Would you please set down the lines of the data from the one containing "Can you see the brown" to the final line, exactly and only those?

Data excerpts:

┌──

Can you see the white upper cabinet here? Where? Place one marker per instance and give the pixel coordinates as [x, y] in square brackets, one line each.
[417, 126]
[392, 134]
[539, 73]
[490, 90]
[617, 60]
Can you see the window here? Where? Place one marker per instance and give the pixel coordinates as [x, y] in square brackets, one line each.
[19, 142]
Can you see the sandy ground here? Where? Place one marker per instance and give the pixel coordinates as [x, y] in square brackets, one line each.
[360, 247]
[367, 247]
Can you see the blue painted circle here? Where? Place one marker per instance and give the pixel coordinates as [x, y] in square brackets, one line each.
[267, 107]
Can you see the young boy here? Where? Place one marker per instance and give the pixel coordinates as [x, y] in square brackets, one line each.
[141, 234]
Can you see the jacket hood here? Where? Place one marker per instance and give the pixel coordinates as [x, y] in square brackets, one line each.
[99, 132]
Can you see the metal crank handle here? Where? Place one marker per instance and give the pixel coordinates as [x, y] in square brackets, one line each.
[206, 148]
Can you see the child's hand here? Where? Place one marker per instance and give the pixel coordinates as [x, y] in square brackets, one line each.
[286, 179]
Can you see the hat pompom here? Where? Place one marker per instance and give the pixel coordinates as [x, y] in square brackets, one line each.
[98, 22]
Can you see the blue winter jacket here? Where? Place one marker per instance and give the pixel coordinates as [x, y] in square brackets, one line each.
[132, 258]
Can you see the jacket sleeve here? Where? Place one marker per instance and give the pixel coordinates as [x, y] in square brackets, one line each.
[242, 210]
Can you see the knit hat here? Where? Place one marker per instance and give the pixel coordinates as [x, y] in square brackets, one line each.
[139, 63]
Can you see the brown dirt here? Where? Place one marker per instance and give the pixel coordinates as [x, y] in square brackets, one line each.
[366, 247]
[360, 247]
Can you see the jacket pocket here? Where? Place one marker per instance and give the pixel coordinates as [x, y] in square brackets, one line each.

└──

• Task result:
Can you see the brown dirt here? Where? Place one marker per instance and give the pixel coordinates as [x, y] in square brackets, one line each.
[366, 247]
[360, 247]
Can you see the jacket pocket here? Where? Place one marker per instance and give the pixel coordinates as [x, y] in square brackets, one line each.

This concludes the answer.